WORK TO BE COMPLETED >>
With the line containing "Where can you find the bicycle front" as the first line and the last line of the records as the final one, reproduce that range exactly.

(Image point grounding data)
☆ ☆ ☆

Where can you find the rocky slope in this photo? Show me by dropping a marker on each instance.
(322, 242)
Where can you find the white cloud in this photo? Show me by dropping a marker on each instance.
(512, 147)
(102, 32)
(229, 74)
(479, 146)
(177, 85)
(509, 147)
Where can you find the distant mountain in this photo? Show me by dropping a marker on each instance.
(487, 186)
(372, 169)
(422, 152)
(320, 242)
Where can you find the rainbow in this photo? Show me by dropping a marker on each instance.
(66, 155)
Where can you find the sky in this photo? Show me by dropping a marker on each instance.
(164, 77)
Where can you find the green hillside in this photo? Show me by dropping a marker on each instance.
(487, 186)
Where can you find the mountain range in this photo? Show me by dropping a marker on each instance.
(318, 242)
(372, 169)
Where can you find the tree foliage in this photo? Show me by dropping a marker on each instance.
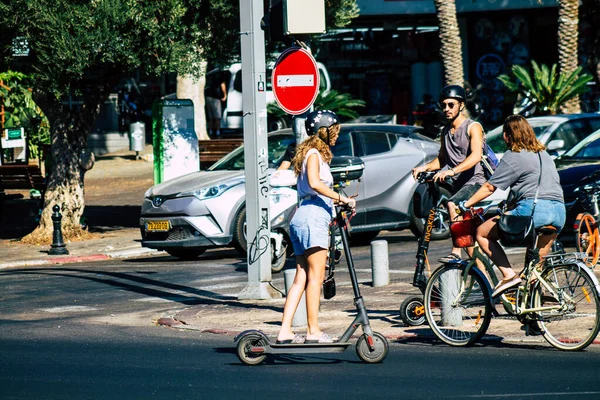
(21, 111)
(549, 88)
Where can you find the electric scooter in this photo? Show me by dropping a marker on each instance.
(412, 309)
(253, 346)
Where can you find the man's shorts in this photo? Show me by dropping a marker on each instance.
(464, 193)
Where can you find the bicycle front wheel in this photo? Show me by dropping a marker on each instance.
(457, 308)
(574, 321)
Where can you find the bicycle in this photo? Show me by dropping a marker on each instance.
(585, 212)
(559, 299)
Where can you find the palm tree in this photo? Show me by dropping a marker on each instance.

☆ ☆ ☆

OUTPUT BELOW >>
Where can you find the bicycle front wheel in this photo? Show me by dropping a marker on each instance.
(457, 308)
(574, 321)
Where can you find the bicycle in this photo? Show me by dropping a marker on each instance.
(585, 212)
(559, 299)
Where can you find the palm tree in this photo? Show me by dropping a marker on each instance.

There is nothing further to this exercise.